RECORDS FOR THE EXERCISE
/---

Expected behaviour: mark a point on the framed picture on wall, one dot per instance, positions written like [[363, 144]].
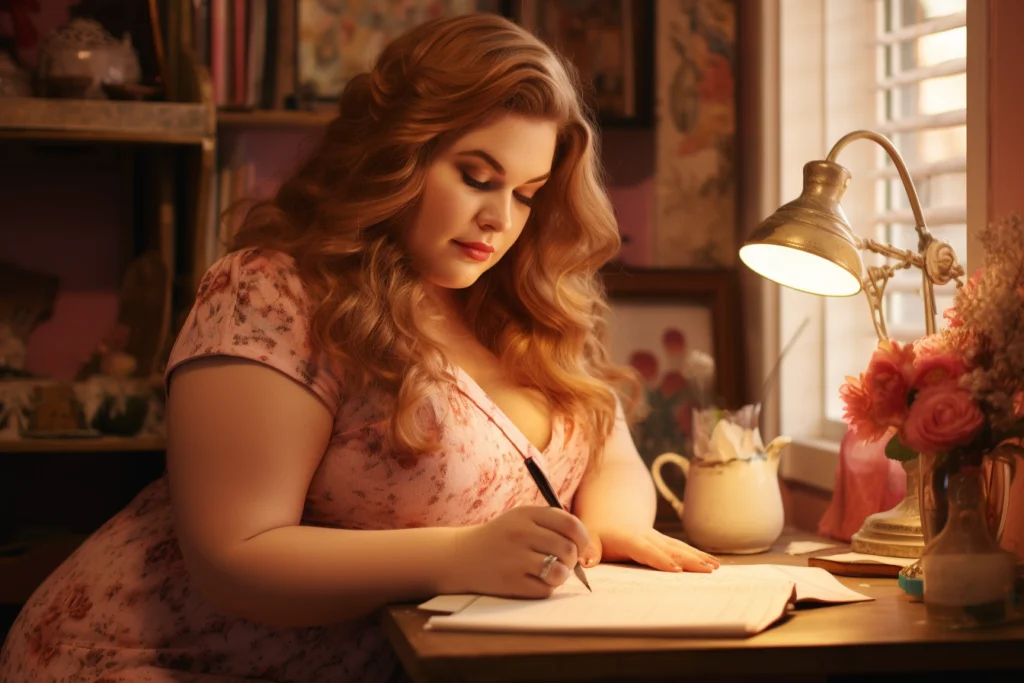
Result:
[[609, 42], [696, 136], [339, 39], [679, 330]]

\---
/---

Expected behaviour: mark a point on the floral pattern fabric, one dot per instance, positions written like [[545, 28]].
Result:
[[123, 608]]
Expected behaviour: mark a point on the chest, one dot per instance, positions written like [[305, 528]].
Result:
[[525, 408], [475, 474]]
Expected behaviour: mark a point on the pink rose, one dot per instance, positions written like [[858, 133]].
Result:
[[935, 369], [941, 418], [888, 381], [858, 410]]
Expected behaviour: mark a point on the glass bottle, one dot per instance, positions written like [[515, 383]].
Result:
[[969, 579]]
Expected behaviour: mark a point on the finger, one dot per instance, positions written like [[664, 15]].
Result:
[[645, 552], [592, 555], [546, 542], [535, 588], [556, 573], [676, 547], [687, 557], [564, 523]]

\---

WORK REQUIRED
Can you extract, word for word, every line of the items above from the one containing "Expected behaviour: mark a point on the framed" through the one containing "[[609, 42], [696, 136], [339, 39], [679, 330]]", leaving the picture out?

FULL OUTPUT
Expected behaviour: mark a point on the framed picture on wall, one dot per instance, positions written like [[363, 144]].
Result:
[[609, 42], [696, 136], [339, 39], [679, 330]]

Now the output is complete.